Supplied text ▸
** start **

The House of Morgan
Showing their new subordination to corporate clients, many Wall Street banks moved their headquarters to midtown. Now past were the days when supercilious bankers expected company chairmen to troop to them. Between 1950 and 1965, hardly any new construction occurred on Wall Street. Chase, a large downtown landlord, feared property values might fall. To protect the bank’s interests and restore faith in Wall Street, John J. McCloy and David Rockefeller worked out a deal with real estate mogul William Zeckendorf to create Chase Manhattan Plaza, one block from Wall Street.
As part of this package, Chase had to find a buyer for its thirty-eight-story tower at 15 Broad Street. The natural buyer was the adjoining House of Morgan. When Zeckendorf broached the subject with Alexander in 1954, they had a highly revealing conversation:
“We’re not real-estate people,” Alexander said. “We already have this beautiful little corner here. We play a special role in finance; we are not big, but we are powerful and influential, we have relationships. Furthermore, we don’t want to be big and don’t need the space.”
“Henry,” said Zeckendorf, “you’re going to get married.”
“What?”
“Someday you are going to merge with another bank, a big one. When you do, this property will be in the nature of a dowry coming with a bride; you will be able to make a better deal with your partner.”
“Morgan will never merge.”
“Well, that’s just my prediction.”13
Zeckendorf would later remind Alexander of this talk.

** end **

Supplied information ▸
** start **

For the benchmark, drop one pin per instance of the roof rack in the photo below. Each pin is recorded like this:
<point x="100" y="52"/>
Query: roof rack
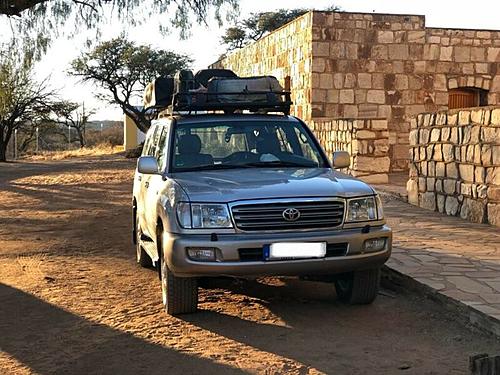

** end **

Exercise tasks ▸
[A] Print the stretch of the House of Morgan passage from "The House of" through "from Wall Street.".
[B] How would you put this sentence from the House of Morgan passage into Spanish: "Chase, a large downtown landlord, feared property values might fall."
You won't need the listing here.

Task-by-task solutions ▸
[A]
The House of Morgan
Showing their new subordination to corporate clients, many Wall Street banks moved their headquarters to midtown. Now past were the days when supercilious bankers expected company chairmen to troop to them. Between 1950 and 1965, hardly any new construction occurred on Wall Street. Chase, a large downtown landlord, feared property values might fall. To protect the bank’s interests and restore faith in Wall Street, John J. McCloy and David Rockefeller worked out a deal with real estate mogul William Zeckendorf to create Chase Manhattan Plaza, one block from Wall Street.

[B] Chase, un gran propietario del centro, temía que el valor de las propiedades pudiera caer.